▼
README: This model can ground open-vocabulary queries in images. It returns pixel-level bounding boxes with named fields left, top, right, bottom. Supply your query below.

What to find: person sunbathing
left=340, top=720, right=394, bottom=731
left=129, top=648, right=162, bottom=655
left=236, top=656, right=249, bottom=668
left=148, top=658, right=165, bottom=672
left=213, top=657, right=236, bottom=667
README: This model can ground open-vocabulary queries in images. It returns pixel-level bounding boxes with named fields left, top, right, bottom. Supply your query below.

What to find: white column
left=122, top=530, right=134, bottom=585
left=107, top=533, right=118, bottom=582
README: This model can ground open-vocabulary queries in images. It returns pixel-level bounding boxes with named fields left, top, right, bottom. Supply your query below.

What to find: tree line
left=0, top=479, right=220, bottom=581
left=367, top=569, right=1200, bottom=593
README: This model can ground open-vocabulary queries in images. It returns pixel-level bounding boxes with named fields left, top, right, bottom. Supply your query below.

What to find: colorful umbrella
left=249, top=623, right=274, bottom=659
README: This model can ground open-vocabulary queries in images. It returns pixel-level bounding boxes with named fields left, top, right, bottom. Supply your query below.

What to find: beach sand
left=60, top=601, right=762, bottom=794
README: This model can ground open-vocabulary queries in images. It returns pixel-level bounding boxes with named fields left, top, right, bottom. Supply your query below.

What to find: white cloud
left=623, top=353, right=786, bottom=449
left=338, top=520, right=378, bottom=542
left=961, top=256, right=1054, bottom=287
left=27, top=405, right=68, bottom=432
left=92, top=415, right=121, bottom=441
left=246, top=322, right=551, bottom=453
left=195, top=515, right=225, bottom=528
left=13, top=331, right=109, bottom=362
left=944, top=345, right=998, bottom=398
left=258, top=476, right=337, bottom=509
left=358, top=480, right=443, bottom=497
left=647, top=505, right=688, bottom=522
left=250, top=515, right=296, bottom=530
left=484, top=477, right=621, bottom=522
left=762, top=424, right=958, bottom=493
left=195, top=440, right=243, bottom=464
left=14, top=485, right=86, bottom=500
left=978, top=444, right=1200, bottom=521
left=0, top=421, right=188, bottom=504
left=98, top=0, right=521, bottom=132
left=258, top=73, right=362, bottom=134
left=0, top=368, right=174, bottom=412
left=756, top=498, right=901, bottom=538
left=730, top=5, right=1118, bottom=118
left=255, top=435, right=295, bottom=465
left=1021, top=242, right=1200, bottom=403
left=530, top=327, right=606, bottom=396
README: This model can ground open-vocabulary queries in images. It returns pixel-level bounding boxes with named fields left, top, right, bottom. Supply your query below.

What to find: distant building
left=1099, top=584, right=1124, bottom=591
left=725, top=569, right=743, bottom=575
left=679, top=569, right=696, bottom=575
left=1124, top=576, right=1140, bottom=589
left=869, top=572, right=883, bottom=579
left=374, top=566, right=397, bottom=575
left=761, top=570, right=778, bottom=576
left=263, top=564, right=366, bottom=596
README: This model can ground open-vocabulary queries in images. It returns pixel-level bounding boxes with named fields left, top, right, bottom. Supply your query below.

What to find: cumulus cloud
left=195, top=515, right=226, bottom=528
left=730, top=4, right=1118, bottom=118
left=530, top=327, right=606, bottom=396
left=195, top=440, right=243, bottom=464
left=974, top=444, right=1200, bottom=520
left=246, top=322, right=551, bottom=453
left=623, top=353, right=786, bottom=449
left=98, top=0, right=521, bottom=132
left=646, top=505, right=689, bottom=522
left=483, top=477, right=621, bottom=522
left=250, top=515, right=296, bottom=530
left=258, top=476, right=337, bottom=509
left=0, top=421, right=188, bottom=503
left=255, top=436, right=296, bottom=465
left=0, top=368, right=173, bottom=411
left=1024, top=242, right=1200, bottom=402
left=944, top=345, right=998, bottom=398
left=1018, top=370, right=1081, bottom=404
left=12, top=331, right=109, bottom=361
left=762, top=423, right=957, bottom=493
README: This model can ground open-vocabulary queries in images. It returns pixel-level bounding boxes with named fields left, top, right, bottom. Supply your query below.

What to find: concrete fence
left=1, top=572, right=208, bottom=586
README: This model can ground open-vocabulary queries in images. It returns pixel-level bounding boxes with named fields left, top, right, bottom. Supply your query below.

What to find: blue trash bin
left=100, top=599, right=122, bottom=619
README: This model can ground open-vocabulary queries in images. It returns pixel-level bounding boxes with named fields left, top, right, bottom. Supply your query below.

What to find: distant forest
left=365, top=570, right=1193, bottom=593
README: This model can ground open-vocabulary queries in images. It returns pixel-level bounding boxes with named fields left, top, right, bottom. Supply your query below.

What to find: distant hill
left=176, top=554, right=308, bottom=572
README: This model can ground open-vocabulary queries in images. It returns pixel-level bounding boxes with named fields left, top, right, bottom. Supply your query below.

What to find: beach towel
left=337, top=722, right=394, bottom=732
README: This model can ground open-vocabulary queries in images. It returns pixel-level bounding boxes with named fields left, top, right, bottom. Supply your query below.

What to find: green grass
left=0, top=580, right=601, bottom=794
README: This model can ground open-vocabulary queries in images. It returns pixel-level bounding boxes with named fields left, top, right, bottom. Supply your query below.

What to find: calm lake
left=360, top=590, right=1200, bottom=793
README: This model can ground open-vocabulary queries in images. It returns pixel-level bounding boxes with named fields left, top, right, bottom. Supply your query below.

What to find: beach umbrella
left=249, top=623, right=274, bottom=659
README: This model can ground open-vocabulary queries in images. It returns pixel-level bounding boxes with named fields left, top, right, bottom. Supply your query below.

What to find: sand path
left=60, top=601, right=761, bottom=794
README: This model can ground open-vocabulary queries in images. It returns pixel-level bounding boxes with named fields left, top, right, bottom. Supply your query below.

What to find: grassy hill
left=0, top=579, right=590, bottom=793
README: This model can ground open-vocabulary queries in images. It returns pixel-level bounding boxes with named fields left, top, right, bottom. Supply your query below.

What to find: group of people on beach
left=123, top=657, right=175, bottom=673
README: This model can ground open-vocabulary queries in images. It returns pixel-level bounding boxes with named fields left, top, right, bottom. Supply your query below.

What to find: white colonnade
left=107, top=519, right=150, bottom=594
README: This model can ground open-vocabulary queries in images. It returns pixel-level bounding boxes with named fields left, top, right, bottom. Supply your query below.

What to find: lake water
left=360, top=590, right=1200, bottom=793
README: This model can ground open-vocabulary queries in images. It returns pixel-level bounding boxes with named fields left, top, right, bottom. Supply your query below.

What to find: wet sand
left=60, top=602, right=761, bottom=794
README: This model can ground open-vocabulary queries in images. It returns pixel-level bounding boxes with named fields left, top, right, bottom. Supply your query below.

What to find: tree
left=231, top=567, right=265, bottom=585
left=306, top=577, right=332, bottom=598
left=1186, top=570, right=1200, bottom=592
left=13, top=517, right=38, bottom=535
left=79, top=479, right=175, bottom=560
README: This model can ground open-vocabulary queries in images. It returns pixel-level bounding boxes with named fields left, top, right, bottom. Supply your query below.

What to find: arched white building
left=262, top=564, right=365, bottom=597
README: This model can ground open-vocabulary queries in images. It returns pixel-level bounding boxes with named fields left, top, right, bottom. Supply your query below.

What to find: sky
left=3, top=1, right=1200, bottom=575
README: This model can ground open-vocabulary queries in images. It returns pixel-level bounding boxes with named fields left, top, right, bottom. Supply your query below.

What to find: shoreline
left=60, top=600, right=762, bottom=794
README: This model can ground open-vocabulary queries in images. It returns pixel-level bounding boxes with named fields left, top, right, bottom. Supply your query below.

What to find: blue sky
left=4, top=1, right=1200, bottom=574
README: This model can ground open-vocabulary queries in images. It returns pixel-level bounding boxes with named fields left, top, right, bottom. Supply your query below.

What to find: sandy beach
▲
Transcribe every record above exactly as it appears.

> **The answer**
README: This model can ground open-vocabulary queries in images. It returns pixel-level bounding boxes with named fields left, top, right, bottom. Supply your query below.

What to find: person sunbathing
left=340, top=720, right=394, bottom=731
left=129, top=648, right=162, bottom=655
left=236, top=656, right=249, bottom=668
left=148, top=658, right=165, bottom=672
left=213, top=657, right=236, bottom=667
README: This model can ground open-vocabulary queries in images. It returns pixel-level bounding boxes with named fields left, top, right, bottom. Supply your query below.

What to find: white column
left=122, top=530, right=134, bottom=585
left=107, top=533, right=118, bottom=582
README: This model can ground open-vocabulary queries in images. It returns pixel-level bounding boxes with named fields left, top, right, bottom. Supply your query below.

What to find: tree line
left=0, top=479, right=220, bottom=581
left=367, top=569, right=1200, bottom=593
README: This model can ground open-vocabulary queries in images. It returns pixel-level bounding boxes with named fields left, top, right, bottom. Supply your query below.

What to find: colorful umbrella
left=249, top=623, right=274, bottom=659
README: This model can ground open-vocabulary queries in images. It returns pixel-level bounding boxes with named fields left, top, right, bottom. Supply your query below.

What to find: beach sand
left=60, top=601, right=762, bottom=794
README: This model can ground open-vocabulary queries in images. It returns pixel-level bounding boxes with named fields left, top, right, bottom. Supply your query below.

What to find: white cloud
left=623, top=353, right=786, bottom=449
left=338, top=520, right=378, bottom=542
left=961, top=256, right=1054, bottom=287
left=27, top=405, right=68, bottom=432
left=92, top=415, right=121, bottom=441
left=246, top=322, right=551, bottom=453
left=195, top=515, right=225, bottom=528
left=13, top=331, right=109, bottom=362
left=944, top=345, right=998, bottom=398
left=258, top=476, right=337, bottom=509
left=358, top=480, right=443, bottom=497
left=647, top=505, right=688, bottom=522
left=250, top=515, right=296, bottom=530
left=484, top=477, right=621, bottom=522
left=762, top=424, right=958, bottom=493
left=195, top=440, right=243, bottom=464
left=14, top=485, right=86, bottom=500
left=978, top=444, right=1200, bottom=521
left=0, top=421, right=188, bottom=504
left=98, top=0, right=521, bottom=132
left=258, top=73, right=362, bottom=134
left=0, top=368, right=174, bottom=412
left=756, top=498, right=901, bottom=538
left=730, top=5, right=1118, bottom=118
left=255, top=435, right=295, bottom=465
left=1021, top=242, right=1200, bottom=403
left=530, top=327, right=606, bottom=396
README: This model can ground open-vocabulary queries in images. It returns pixel-level bounding boxes with named fields left, top, right, bottom. Supply your query below.

What to find: distant building
left=1099, top=584, right=1124, bottom=591
left=725, top=569, right=743, bottom=575
left=679, top=569, right=696, bottom=575
left=1124, top=576, right=1140, bottom=589
left=869, top=572, right=883, bottom=579
left=374, top=566, right=397, bottom=575
left=761, top=570, right=778, bottom=576
left=263, top=564, right=366, bottom=596
README: This model can ground open-vocabulary queries in images. It returns pixel-level bounding boxes with named fields left, top, right, bottom. Supply your query below.

What to find: cumulus cloud
left=195, top=515, right=226, bottom=528
left=730, top=4, right=1118, bottom=118
left=530, top=327, right=606, bottom=396
left=195, top=440, right=243, bottom=464
left=974, top=444, right=1200, bottom=520
left=246, top=322, right=551, bottom=453
left=623, top=353, right=786, bottom=449
left=98, top=0, right=521, bottom=132
left=646, top=505, right=689, bottom=522
left=483, top=477, right=621, bottom=522
left=250, top=515, right=296, bottom=530
left=258, top=476, right=337, bottom=509
left=0, top=421, right=188, bottom=503
left=255, top=436, right=296, bottom=465
left=0, top=368, right=173, bottom=411
left=1024, top=242, right=1200, bottom=402
left=944, top=345, right=998, bottom=398
left=1018, top=370, right=1081, bottom=404
left=12, top=331, right=109, bottom=361
left=762, top=423, right=957, bottom=493
README: This model can ground open-vocabulary queries in images. It returns pixel-level bounding boxes with named fields left, top, right, bottom. Supply your query below.

What to find: concrete fence
left=1, top=572, right=208, bottom=586
README: This model can ground open-vocabulary queries in images. It returns pixel-level bounding boxes with named fields left, top, right, bottom. Supply your query below.

What to find: blue trash bin
left=100, top=599, right=122, bottom=619
README: This model can ground open-vocabulary queries in images. It returns pixel-level bounding boxes with named fields left, top, right, bottom. Supply your query below.

What to find: distant forest
left=365, top=570, right=1193, bottom=593
README: This model can ground open-vocabulary queries in images. It returns pixel-level bounding boxes with named fields left, top, right, bottom. Supply your query below.

What to find: distant hill
left=176, top=554, right=308, bottom=572
README: This model can ground open-vocabulary queries in images. It returns pixel-level bounding boxes with named fields left, top, right, bottom. Supply your query below.

What to find: beach towel
left=337, top=722, right=394, bottom=732
README: This model can ground open-vocabulary queries in images. It returns pixel-level bounding boxes with named fields left, top, right, bottom. Supply your query below.

What to find: green grass
left=0, top=580, right=601, bottom=794
README: This model can ground open-vocabulary queries in images. It returns pixel-level bounding boxes with named fields left, top, right, bottom. Supply your query below.

What to find: calm lake
left=360, top=590, right=1200, bottom=793
README: This model can ground open-vocabulary queries in images. It returns pixel-level bounding boxes with named fields left, top, right, bottom. Supply your query below.

What to find: beach umbrella
left=249, top=623, right=274, bottom=659
README: This model can ground open-vocabulary queries in images. It returns pixel-level bounding boxes with named fields left, top, right, bottom. Supply your query below.

What to find: sand path
left=60, top=601, right=761, bottom=794
README: This model can ground open-vocabulary queries in images. It returns pixel-level bounding boxes with named fields left, top, right, bottom. Supply your query below.

What to find: grassy hill
left=0, top=579, right=590, bottom=793
README: This model can ground open-vocabulary queries in images. It returns pixel-level bounding boxes with named fields left, top, right, bottom. Supply your query below.

What to find: group of people on beach
left=123, top=657, right=175, bottom=673
README: This model can ground open-vocabulary queries in images. It returns pixel-level bounding boxes with named fields left, top, right, bottom. Supply your query below.

What to find: white colonnade
left=107, top=519, right=150, bottom=594
README: This model can ground open-vocabulary queries in images. It returns pixel-level bounding boxes with named fields left, top, right, bottom. Supply your query below.

What to find: lake water
left=360, top=590, right=1200, bottom=793
README: This model can ground open-vocabulary queries in images. It returns pixel-level bounding boxes with named fields left, top, right, bottom. Supply your query below.

What to find: wet sand
left=60, top=602, right=761, bottom=794
README: This model can ground open-vocabulary queries in images. It returns pixel-level bounding boxes with named fields left, top, right, bottom. Supply your query below.

What to find: tree
left=231, top=567, right=265, bottom=585
left=306, top=577, right=332, bottom=598
left=1186, top=570, right=1200, bottom=592
left=13, top=517, right=38, bottom=535
left=79, top=479, right=175, bottom=560
README: This model can ground open-vocabulary queries in images. It returns pixel-level bounding boxes with named fields left, top, right, bottom. Supply your query below.

What to find: arched white building
left=262, top=564, right=365, bottom=597
README: This model can ground open-vocabulary queries in images. It returns pixel-level bounding boxes with named fields left, top, right, bottom. Supply your query below.

What to find: sky
left=3, top=1, right=1200, bottom=575
README: This model can ground open-vocabulary queries in images. It returns pixel-level bounding boxes with named fields left, top, right, bottom. Supply your query below.

What to find: shoreline
left=60, top=600, right=762, bottom=794
README: This model can ground open-vocabulary queries in images. It returns pixel-level bounding boxes with named fields left, top, right, bottom. Supply your query below.

What to find: blue sky
left=4, top=1, right=1200, bottom=574
README: This model can ground open-vocabulary queries in images. It returns pixel-level bounding boxes with named fields left, top, right, bottom. Supply your query below.

What to find: sandy beach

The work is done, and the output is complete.